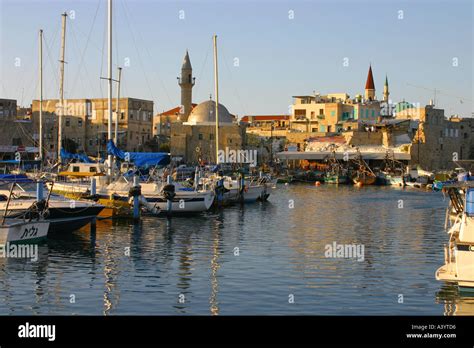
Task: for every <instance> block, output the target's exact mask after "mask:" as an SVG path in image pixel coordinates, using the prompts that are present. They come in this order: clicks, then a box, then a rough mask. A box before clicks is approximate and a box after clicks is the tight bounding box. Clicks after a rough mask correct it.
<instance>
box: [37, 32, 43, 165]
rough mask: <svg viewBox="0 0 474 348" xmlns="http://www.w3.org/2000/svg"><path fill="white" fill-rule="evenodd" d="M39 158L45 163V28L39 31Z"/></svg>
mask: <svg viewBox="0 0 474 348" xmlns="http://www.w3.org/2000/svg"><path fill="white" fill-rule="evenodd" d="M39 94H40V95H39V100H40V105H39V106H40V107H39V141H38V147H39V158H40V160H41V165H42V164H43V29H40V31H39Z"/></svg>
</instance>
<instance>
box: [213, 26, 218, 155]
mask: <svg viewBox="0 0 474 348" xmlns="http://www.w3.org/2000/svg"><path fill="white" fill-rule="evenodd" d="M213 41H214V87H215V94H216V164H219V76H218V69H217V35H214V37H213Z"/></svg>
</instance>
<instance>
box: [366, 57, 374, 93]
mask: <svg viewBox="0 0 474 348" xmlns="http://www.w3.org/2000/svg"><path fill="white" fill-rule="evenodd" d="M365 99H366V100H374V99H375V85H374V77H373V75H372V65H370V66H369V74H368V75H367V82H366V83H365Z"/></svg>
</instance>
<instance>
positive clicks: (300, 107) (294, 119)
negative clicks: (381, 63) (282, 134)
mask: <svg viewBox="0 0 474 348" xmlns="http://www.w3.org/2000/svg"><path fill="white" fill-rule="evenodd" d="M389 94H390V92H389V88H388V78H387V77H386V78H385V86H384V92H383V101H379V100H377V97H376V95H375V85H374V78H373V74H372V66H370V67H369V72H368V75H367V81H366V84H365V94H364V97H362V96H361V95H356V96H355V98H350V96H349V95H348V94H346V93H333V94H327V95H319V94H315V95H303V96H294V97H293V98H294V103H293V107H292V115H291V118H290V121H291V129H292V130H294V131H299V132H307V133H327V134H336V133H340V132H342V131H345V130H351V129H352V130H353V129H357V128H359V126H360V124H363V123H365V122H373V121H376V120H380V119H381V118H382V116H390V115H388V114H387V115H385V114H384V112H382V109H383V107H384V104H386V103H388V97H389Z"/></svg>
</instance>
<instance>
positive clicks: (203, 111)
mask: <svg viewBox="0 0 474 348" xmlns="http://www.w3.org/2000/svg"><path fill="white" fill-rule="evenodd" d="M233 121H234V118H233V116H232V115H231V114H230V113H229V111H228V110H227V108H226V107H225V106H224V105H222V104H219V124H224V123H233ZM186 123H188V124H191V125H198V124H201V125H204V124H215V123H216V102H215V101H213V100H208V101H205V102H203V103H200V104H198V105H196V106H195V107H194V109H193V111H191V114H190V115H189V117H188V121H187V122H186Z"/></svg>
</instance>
——————
> _Consegna_: Estrai dalle voci qui sopra tutte le righe che contengono la stringa "positive". Distingui tra maiuscole e minuscole.

> _Soluzione_:
positive clicks: (300, 107) (294, 119)
positive clicks: (203, 111)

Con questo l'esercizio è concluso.